#### DOCUMENT PASSAGE
*** Begin section ***
Ben-Baruch was recently married to Leah, who is expecting their first child. The two met in a most unlikely place:  Hadassah-University Medical Center’s coronavirus ward.
Ben-Baruch’s grandfather, Yehuda, contracted COVID-19 and when his condition worsened, he was  brought to the hospital

“It was the first wave, the fear of infection was great and we could not go into the hospital to visit Grandpa,” Ben-Baruch recalled. “We cared about him and his condition and asked for updates every day.”

Ben-Baruch’s dad learned that a relative of an acquaintance from France worked as an X-ray technician in Hadassah and had been spending her time in the COVID ward photographing patients’ lungs.

“We contacted her and asked her to visit Grandpa, take care of him and be his support,” Ben-Baruch said.

That technician was Leah. She agreed to the task.

“Grandpa Yehuda… was tired and suffering, but the staff treated him with devotion,” she reported. “I would go over each day and see how he was doing and pass on updates to the family. I got to know a lovely man and a very embracing and caring family, for whom the health of the head of the family was very important. It warmed my heart.”

When the grandfather was released from Hadassah and needed to continue treatment at home with a portable oxygen tank, they asked Leah to check in on him there, too. This led to Leah’s connection with Ben-Baruch and the rest of the family deepening.

Quickly, she realized she had feelings for the police officer.

“We did not know that the technician with a huge heart and the willingness to help Grandpa would end in her joining the family,” Ben-Baruch said.

But eventually she did.

Ben-Baruch asked Leah to marry him. They tied the knot during the third wave in a small ceremony. Grandpa accompanied them under the huppah (wedding canopy).

“It was a crazy time,” Ben-Baruch recalled. “Leah worked all the time in the coronavirus department at Hadassah and I worked for the Israel Police in the Jerusalem district, which is at the forefront of the fight against the coronavirus.

“We worked around the clock to stop the coronavirus,” he continued. “I was barely home, but I saw my work as a mission. Who believed that such a serious and special bond could be formed during this period?”

Hadassah shared the Ben-Baruch’s story on Friday morning during the Jewish Valentine’s Day, known as Tu Be’Av – the 15th of the Hebrew month of Av. 

“Leah is pregnant,” Ben-Baruch said. “We are expecting a baby girl to join us in a few months. When she grows up, we will tell her how her mom and dad met thanks to the coronavirus.”
*** End section ***
#### BRIEF
List every person the story about the couple who met in a coronavirus ward refers to by name.

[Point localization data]
*** Begin section ***
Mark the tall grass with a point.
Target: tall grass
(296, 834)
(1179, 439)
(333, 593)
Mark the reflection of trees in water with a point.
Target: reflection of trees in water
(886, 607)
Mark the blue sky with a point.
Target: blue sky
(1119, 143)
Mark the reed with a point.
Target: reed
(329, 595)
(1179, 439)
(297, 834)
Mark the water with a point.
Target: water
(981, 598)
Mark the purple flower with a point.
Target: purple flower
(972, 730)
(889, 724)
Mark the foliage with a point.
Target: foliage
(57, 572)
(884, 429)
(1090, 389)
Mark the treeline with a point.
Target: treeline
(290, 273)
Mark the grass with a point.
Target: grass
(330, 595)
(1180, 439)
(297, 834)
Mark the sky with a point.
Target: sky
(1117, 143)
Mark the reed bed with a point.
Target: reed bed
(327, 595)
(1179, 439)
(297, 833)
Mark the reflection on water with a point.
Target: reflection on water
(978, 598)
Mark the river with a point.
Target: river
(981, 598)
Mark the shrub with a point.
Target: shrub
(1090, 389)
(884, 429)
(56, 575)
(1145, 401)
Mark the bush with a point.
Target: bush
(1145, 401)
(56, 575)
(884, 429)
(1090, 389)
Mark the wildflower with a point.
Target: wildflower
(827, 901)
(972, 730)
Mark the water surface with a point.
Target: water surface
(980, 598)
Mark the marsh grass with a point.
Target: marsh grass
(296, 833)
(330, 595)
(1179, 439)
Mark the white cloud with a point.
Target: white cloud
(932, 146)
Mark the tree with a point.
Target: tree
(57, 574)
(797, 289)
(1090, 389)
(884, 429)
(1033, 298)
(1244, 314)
*** End section ***
*** Begin section ***
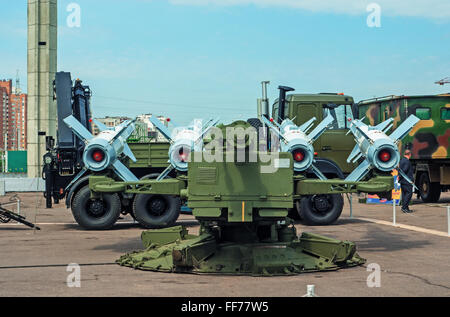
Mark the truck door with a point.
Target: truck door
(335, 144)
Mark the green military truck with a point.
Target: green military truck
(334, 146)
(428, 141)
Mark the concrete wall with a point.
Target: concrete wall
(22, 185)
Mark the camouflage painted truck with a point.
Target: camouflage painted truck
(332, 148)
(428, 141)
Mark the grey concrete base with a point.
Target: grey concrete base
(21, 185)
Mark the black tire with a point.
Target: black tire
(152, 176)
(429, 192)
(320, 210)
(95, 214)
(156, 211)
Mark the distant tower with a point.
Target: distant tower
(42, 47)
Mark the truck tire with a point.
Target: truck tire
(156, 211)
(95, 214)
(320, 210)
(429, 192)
*** End section ***
#### TASK RESPONSE
Ben-Baruch, Leah, Yehuda